***** TEXT SHOWN

What is the difference between a friend and a contact?

A friendship is a mutual, two-way relationship between two users. It is initiated by one user and accepted by the other.

A contact is a one-way friendship. This could be where the other person does not accept the friendship, a friendship request is pending, or you do not wish to be friends at this time but want to show them as a contact only.

Where is list of friends and contacts displayed?

Your friends and contacts are displayed on the 'Contacts and Friends' page in your User CP. Your friends are also displayed in your profile page.

How can I request a friend, accept a friend or break a friendship?

There are two ways to request a friendship with someone.

The easiest way is to view the profile page of the person you want to become friends with and click the 'Befriend' link.

The other way is to add the person to your contacts first. Then from your 'Contacts and Friends' page ask to be their friend by checking the box next to their name labelled 'Friend'. Next, save the page.

If you know the username of the person you want to be friends with you can send a friend request using the box provided and clicking 'Add Friend'.

To accept a friend, go to your 'Contacts and Friends' page. At the bottom of the page you will see a list of pending requests. Check the box for the requests you wish to accept then check the 'Accept' button and save the changes. If you do not wish to be friends then select 'Reject' instead.

Breaking a friendship can be done in three ways.

From your 'Contacts and Friends' page, uncheck the box for friend for the particular person and save the changes. If you no longer wish them to be a contact either, uncheck both boxes for that person.

In your 'Profile Page', click 'Friends' and then click 'Break Friendship' next to the user's name.

In the other person's profile, click 'Friends' then find your username and click 'Break Friendship'.


----------



## Jojo 007 (Feb 9, 2009)

delhibuilder said:


> What is the difference between a friend and a contact?
> 
> A friendship is a mutual, two-way relationship between two users. It is initiated by one user and accepted by the other.
> 
> ...


i only have a contacts add thingy, nothing about friends on mine.......

**********

§ TASK DETAILS:
Answer the following from the text on friends and contacts above:
(a) Besides the 'Contacts and Friends' page in the User CP, where are a user's friends displayed?
(b) In how many ways can a friendship be broken?
(c) Where on the 'Contacts and Friends' page does the list of pending requests appear?

***** GIVEN DATA

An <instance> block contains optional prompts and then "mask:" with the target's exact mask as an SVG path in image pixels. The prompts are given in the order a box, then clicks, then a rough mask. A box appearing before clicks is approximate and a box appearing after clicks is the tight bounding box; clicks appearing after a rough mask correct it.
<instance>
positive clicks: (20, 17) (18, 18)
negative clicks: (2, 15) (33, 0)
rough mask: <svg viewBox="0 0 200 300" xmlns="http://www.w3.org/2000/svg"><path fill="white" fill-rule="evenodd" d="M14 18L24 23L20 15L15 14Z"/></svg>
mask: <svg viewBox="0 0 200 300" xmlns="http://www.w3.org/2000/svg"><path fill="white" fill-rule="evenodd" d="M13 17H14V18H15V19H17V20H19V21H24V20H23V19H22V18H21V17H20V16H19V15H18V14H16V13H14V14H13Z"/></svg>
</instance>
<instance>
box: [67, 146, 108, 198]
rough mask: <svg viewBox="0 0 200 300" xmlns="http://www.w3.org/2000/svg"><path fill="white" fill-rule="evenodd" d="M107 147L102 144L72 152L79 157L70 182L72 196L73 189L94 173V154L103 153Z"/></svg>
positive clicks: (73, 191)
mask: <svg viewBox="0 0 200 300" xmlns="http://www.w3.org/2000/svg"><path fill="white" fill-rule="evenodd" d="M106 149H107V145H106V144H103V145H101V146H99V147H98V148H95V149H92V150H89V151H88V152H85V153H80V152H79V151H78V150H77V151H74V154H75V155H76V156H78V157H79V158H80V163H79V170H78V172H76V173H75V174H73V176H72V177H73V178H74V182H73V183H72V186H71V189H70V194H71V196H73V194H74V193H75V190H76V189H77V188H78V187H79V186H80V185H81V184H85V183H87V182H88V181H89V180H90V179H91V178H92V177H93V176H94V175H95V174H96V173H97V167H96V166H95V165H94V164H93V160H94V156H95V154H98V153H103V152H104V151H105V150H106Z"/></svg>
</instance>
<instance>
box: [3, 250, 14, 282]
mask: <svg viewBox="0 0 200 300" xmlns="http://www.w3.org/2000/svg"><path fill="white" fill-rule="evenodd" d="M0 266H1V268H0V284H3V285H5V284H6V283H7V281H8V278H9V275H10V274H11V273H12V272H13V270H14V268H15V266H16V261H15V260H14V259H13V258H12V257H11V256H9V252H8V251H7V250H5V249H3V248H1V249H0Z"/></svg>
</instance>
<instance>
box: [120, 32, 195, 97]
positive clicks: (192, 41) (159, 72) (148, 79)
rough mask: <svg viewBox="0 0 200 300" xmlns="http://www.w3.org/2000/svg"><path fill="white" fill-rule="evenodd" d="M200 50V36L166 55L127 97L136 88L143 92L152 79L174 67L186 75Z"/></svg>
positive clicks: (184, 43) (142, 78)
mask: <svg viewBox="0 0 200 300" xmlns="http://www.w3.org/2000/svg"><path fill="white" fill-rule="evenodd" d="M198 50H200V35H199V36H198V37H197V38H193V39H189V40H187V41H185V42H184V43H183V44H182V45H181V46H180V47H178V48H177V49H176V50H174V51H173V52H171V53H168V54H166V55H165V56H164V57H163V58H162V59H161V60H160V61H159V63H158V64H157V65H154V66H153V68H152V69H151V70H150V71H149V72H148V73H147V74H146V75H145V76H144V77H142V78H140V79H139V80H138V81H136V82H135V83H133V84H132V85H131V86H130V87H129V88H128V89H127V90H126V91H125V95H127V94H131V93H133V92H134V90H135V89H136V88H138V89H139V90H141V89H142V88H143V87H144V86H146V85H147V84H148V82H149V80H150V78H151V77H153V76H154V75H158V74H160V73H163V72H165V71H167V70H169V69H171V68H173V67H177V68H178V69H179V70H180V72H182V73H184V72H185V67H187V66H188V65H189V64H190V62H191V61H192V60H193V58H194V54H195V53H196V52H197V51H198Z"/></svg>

**********

§ SOLVED EXERCISE:
(a) On the user's profile page.
(b) Three.
(c) At the bottom of the page.